» Exercise instructions
[a] From the Percival Baker biography, copy the passage that begins with the words containing "Canadian politician" and ends with "took up farming.".
[b] Check each statement against the Percival Baker biography and answer yes or no, quoting the words that decide it: (i) Baker attended Kentucky University. (ii) Baker moved to Alberta in 1913. (iii) In the 1913 provincial election, Baker ran as a Conservative.
[c] According to the Percival Baker biography, which district did Baker win in the 1921 provincial election?

» Document extract

☆ ☆ ☆ ☆

Personal details
- Born: January 11, 1867 York County, Ontario
- Died: June 19, 1921 (aged 54) Edmonton, Alberta
- Party: United Farmers
- Occupation: farmer

= Percival Baker =

Canadian politician

Percival Baker (January 11, 1867 – July 19, 1921) was a farmer, church minister, and provincial politician in Alberta, Canada. He was elected as a member of the Legislative Assembly of Alberta in the 1921 provincial election, however died the next day from injuries sustained weeks before.

==Early life==
Baker was born in York County, Ontario in 1867. He attended Kentucky University. After graduating from University he joined the ministry of the Baptist Church and served for many years. He moved to Alberta in 1908 and took up farming.

==Political career and death==
He ran as an Independent in the 1913 provincial election, and was defeated by Liberal incumbent William A. Campbell.

Baker became heavily involved in the United Farmers of Alberta eventually becoming Vice President for the organization.

He successfully ran in the 1921 provincial election, for the United Farmers of Alberta. Baker faced Campbell again, however this time Campbell was attempting to regain his seat, after losing it in the 1917 election to a Conservative candidate. Baker won despite being unable to campaign for the last weeks of the election, he won his district of Ponoka by a large majority. The accident that claimed his life happened about three weeks prior, on his farm, while chopping down trees.

☆ ☆ ☆ ☆

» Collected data

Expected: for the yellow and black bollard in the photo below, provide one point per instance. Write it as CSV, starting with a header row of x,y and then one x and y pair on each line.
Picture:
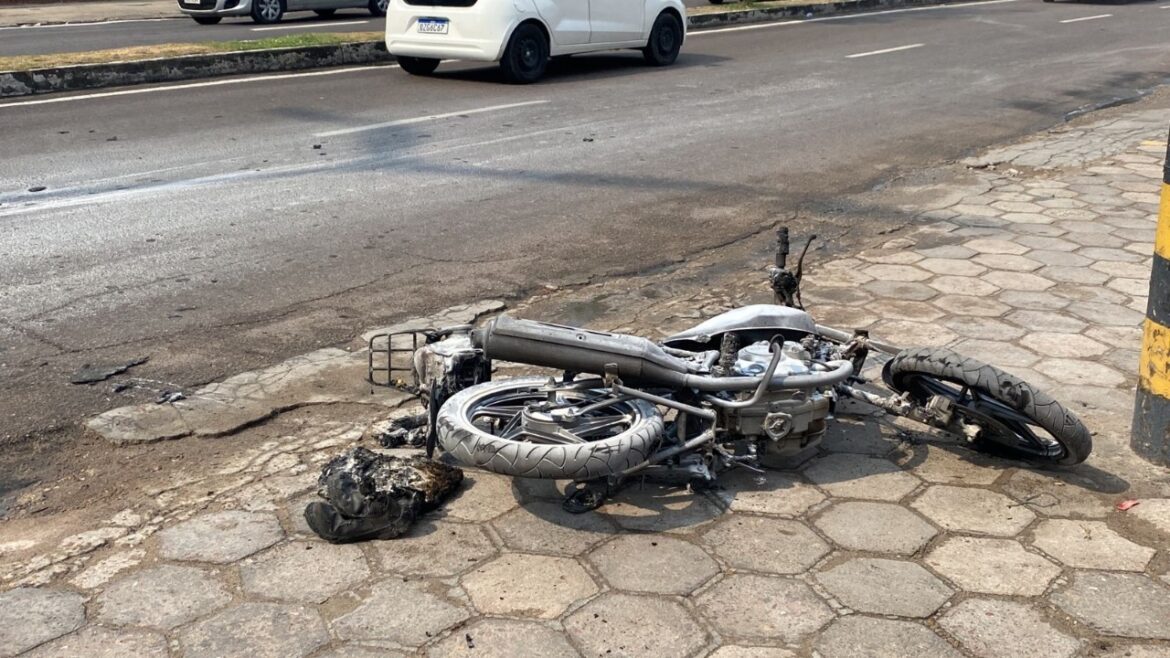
x,y
1151,409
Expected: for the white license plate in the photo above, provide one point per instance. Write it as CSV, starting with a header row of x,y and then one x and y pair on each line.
x,y
433,26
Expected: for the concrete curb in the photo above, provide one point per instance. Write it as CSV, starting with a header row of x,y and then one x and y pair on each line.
x,y
190,67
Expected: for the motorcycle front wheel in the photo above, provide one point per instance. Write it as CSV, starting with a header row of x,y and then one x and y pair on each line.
x,y
1016,419
524,429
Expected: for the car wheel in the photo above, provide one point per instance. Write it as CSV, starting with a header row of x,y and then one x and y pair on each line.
x,y
666,40
527,55
267,11
378,7
418,66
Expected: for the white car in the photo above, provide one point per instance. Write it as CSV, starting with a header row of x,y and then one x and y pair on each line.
x,y
523,34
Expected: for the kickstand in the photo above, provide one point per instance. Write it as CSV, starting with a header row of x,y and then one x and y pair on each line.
x,y
586,498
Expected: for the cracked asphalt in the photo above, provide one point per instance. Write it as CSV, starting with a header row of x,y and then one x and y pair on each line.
x,y
199,225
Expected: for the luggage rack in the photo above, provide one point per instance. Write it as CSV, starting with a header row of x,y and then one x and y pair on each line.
x,y
386,360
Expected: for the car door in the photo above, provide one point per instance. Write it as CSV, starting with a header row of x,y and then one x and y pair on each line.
x,y
616,20
568,20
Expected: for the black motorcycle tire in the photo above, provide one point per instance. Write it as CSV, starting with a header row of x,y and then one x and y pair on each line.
x,y
473,446
904,371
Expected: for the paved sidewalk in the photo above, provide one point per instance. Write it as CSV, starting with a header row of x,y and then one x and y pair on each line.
x,y
87,12
886,542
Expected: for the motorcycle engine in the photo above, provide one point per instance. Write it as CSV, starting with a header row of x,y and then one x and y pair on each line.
x,y
786,420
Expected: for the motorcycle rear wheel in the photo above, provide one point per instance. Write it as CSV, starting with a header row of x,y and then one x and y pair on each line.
x,y
476,426
1017,419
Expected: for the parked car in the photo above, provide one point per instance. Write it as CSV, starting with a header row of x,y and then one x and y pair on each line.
x,y
523,34
211,12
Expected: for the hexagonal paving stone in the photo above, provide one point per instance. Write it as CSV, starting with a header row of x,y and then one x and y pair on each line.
x,y
164,596
545,527
653,563
29,617
995,351
1121,604
1154,511
881,638
913,333
97,642
969,304
435,548
257,630
901,290
855,475
758,543
1002,629
404,612
778,493
737,651
1076,372
875,527
886,587
626,624
1046,321
986,328
1062,344
503,638
963,286
974,511
294,571
1089,545
989,566
483,497
220,536
956,267
1024,281
951,465
990,246
528,585
659,509
1009,262
763,608
896,273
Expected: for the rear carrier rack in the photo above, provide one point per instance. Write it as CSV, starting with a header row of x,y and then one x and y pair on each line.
x,y
391,358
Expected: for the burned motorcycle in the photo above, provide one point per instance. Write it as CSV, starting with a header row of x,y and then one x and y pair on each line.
x,y
743,389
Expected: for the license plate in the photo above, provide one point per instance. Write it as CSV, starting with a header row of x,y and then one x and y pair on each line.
x,y
433,26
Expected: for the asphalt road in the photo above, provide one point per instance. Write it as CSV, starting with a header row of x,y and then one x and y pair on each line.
x,y
76,38
222,225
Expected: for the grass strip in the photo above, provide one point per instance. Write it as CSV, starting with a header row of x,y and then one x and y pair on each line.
x,y
27,62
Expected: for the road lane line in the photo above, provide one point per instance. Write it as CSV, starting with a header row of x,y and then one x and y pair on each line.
x,y
846,16
193,86
307,26
425,118
883,50
90,24
1086,19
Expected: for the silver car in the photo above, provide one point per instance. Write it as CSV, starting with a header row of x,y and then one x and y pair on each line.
x,y
211,12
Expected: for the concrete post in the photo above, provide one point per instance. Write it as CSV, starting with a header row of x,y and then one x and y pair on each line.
x,y
1151,409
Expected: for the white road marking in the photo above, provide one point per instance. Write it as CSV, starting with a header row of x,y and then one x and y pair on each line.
x,y
91,24
425,118
1086,19
883,50
193,86
307,26
846,16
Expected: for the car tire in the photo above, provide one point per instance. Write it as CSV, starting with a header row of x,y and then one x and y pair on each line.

☆ ☆ ☆ ☆

» Answers per task
[a]
Canadian politician

Percival Baker (January 11, 1867 – July 19, 1921) was a farmer, church minister, and provincial politician in Alberta, Canada. He was elected as a member of the Legislative Assembly of Alberta in the 1921 provincial election, however died the next day from injuries sustained weeks before.

==Early life==
Baker was born in York County, Ontario in 1867. He attended Kentucky University. After graduating from University he joined the ministry of the Baptist Church and served for many years. He moved to Alberta in 1908 and took up farming.

[b]
(i) Yes: "He attended Kentucky University."
(ii) No: "He moved to Alberta in 1908 and took up farming."
(iii) No: "He ran as an Independent in the 1913 provincial election"

[c] Ponoka